→ **Short task**
Please count the lines in the items below that contain the string "building", matching case exactly. Reply with the number alone.

— Start Given records —

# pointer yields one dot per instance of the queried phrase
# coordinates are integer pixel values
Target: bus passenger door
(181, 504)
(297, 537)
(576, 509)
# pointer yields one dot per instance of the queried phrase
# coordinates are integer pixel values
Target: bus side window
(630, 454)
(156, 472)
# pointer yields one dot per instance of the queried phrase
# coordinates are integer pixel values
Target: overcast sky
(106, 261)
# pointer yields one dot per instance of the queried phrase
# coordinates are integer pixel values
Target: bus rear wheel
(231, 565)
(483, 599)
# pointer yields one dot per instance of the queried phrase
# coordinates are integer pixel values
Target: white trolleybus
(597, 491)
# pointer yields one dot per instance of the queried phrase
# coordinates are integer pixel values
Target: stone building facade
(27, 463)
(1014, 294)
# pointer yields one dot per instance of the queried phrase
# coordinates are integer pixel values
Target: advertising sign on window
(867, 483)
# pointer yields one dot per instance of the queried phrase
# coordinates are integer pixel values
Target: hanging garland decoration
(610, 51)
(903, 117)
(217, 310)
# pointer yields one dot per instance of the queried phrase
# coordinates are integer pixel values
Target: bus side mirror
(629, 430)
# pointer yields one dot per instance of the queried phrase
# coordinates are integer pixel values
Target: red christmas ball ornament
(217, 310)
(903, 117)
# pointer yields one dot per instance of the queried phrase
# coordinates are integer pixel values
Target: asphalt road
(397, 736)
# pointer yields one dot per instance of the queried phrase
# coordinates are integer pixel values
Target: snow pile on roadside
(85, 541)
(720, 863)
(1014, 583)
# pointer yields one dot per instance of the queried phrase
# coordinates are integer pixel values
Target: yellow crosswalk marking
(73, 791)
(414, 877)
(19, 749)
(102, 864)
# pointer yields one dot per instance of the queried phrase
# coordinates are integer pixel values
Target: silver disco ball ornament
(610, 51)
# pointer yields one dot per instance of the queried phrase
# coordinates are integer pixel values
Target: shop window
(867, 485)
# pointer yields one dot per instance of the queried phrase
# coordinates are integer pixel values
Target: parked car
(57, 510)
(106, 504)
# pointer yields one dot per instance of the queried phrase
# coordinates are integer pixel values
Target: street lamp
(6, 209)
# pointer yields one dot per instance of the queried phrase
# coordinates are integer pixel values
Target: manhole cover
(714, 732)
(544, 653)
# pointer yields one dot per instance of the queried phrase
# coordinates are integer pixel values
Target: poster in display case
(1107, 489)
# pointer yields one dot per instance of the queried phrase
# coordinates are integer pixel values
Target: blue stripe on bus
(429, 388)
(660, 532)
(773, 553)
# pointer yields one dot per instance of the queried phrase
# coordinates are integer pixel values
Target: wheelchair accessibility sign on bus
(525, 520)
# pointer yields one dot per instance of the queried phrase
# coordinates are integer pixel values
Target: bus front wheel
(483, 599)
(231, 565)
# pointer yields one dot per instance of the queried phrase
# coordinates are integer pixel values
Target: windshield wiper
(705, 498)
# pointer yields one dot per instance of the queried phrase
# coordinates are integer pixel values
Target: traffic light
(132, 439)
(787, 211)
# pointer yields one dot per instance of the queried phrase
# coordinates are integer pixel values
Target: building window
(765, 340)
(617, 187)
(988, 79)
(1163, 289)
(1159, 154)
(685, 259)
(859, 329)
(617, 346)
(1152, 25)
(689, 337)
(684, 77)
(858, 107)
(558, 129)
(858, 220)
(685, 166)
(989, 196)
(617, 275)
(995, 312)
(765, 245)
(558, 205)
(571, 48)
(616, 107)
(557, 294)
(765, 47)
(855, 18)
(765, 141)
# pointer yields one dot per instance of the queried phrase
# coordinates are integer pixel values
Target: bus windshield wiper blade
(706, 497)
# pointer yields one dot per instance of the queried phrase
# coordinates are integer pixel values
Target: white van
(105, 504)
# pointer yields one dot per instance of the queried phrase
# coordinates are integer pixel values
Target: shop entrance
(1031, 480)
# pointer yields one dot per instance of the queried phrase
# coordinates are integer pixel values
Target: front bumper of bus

— End Given records —
— Start Given records —

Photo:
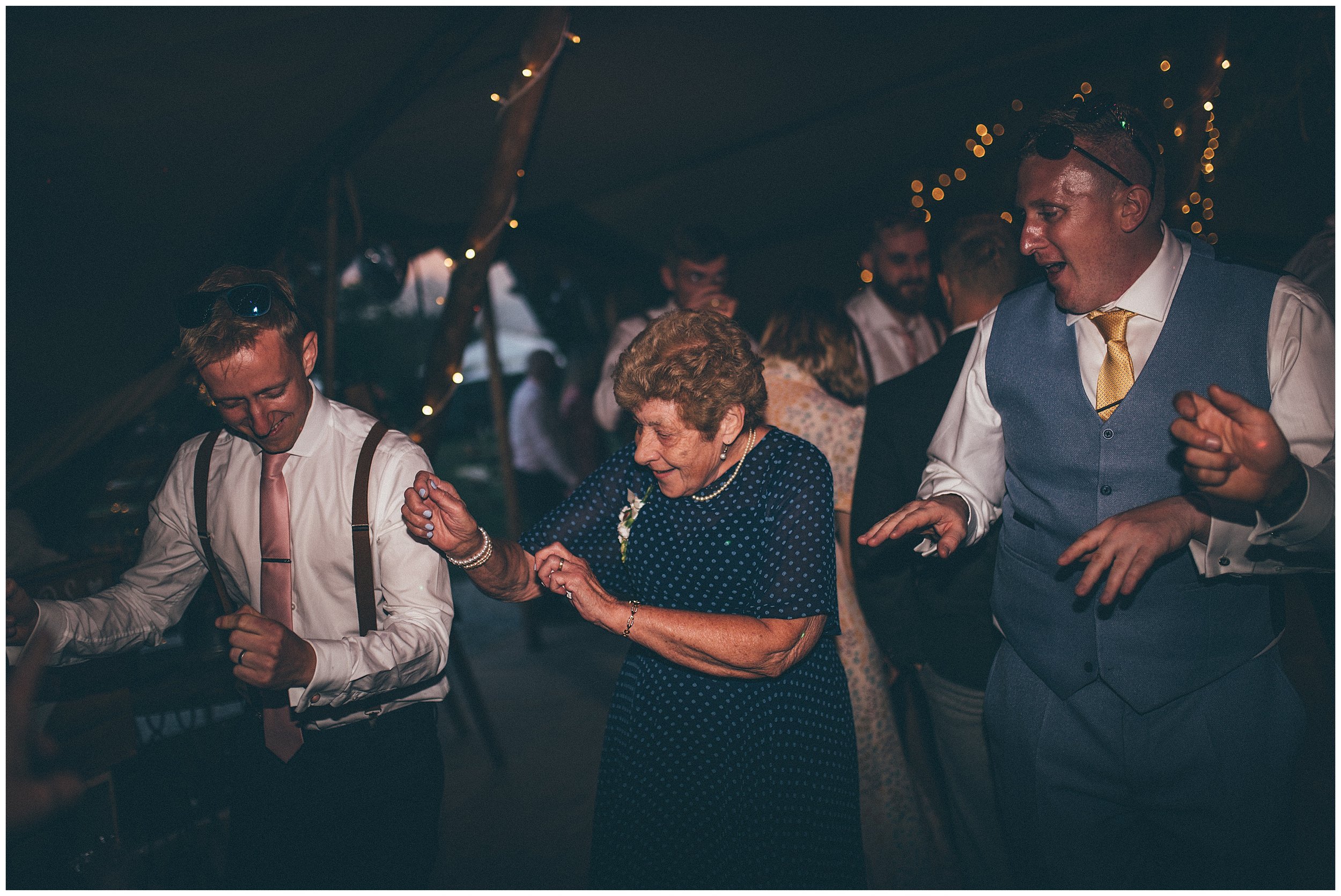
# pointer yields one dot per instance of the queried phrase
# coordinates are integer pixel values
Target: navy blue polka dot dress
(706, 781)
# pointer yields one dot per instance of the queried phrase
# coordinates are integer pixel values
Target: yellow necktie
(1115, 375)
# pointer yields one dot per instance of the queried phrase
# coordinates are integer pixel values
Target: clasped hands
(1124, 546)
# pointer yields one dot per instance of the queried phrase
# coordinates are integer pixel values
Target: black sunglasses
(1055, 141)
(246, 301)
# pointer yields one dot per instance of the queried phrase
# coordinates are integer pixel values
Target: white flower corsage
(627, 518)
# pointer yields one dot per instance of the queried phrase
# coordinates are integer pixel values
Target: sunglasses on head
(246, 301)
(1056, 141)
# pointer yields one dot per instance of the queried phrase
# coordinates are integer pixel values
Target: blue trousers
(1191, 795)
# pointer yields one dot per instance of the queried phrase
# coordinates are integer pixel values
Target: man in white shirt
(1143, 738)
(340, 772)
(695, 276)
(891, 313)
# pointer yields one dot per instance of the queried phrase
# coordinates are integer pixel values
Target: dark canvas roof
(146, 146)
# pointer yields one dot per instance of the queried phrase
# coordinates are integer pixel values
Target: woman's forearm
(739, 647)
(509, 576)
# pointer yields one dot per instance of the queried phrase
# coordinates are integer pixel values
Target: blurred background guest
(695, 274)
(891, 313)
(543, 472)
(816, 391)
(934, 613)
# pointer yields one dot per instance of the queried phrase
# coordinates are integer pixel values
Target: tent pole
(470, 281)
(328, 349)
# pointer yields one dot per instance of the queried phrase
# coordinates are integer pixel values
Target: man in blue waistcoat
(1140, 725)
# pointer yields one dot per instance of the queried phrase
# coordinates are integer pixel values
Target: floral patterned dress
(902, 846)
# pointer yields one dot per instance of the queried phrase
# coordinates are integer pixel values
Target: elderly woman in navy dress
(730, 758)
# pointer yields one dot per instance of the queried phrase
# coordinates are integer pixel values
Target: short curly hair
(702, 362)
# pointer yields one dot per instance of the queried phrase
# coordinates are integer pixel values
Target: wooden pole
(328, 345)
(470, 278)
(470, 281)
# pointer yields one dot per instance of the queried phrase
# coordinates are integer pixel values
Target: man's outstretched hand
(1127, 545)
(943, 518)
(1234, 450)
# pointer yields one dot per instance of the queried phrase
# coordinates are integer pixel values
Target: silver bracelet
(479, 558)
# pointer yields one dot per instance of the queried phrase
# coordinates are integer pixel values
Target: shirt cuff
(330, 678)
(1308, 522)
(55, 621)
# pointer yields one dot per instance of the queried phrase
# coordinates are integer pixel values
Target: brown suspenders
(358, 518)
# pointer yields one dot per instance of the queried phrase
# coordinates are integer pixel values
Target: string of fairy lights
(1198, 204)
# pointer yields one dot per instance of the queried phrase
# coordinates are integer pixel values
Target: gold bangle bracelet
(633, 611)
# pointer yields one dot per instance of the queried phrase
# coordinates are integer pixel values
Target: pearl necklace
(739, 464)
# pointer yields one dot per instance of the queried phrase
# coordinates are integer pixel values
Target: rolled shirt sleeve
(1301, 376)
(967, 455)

— End Given records —
— Start Given records —

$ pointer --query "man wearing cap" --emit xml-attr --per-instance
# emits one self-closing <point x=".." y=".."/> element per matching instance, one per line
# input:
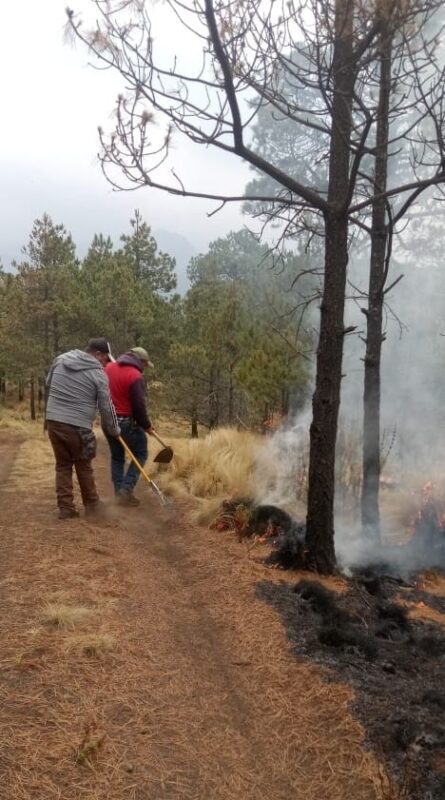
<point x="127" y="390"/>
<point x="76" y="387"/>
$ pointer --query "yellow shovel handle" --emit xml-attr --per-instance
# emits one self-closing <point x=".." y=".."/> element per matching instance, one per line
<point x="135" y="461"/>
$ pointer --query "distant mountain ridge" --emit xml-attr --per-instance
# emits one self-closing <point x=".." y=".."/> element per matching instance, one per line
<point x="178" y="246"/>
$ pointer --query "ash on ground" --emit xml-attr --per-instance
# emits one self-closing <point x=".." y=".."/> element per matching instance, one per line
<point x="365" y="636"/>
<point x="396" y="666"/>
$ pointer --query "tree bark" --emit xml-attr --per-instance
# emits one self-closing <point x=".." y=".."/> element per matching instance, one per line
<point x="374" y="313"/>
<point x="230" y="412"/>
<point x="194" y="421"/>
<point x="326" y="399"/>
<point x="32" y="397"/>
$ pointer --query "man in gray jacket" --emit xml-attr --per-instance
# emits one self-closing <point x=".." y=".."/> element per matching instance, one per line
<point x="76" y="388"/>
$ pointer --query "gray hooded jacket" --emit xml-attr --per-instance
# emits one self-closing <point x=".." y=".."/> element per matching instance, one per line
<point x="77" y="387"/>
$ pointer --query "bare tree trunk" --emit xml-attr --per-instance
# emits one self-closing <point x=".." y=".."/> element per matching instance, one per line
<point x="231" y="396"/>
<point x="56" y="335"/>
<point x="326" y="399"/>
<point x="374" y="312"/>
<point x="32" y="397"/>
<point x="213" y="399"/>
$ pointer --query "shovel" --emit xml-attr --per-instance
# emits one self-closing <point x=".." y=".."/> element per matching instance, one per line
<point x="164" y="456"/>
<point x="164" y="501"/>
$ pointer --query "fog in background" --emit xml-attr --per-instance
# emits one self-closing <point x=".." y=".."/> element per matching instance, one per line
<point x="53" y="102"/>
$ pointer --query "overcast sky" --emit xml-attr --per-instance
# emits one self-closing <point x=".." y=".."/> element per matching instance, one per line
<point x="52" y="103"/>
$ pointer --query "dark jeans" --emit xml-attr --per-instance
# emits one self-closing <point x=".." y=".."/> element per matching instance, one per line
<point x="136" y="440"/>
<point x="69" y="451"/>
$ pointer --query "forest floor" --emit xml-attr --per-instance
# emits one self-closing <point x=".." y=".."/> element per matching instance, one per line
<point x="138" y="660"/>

— End Given records —

→ **Final result**
2